* [Aim] Copy the rows below word for word, leaving out the pictures.

* [Records to process]
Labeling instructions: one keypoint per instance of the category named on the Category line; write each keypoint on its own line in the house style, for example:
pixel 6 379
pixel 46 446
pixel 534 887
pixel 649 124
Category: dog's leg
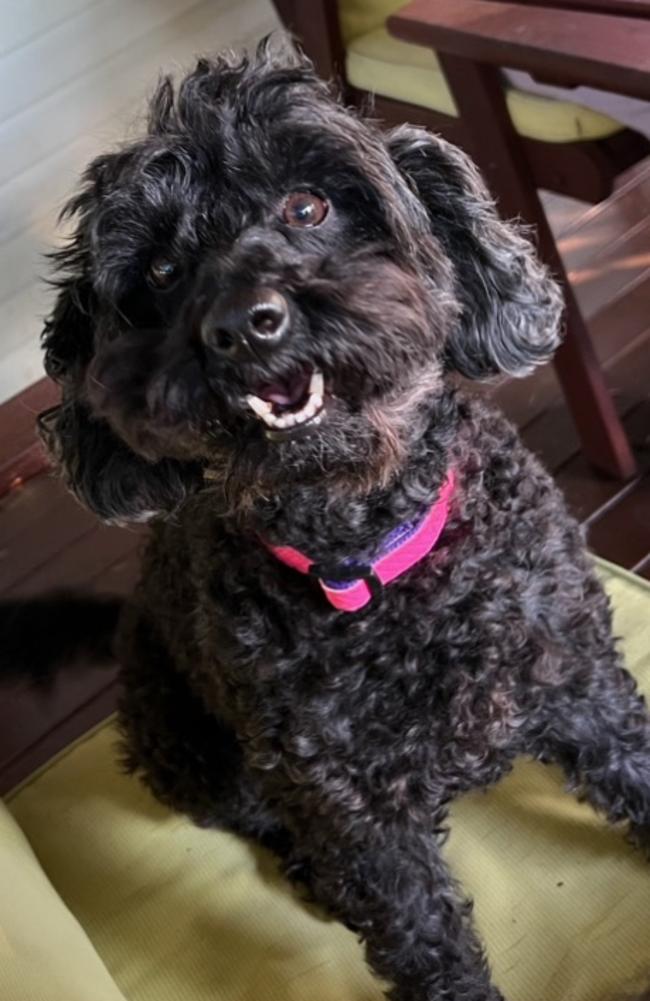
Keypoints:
pixel 391 886
pixel 598 731
pixel 188 758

* [Answer to this exercise]
Labeling instructions: one keypoint per instance of the category named on the Category line; write each keypoint on its own line in the house style, for example:
pixel 6 379
pixel 46 446
pixel 534 887
pixel 649 124
Category: dog's leg
Keypoints:
pixel 391 886
pixel 598 731
pixel 188 758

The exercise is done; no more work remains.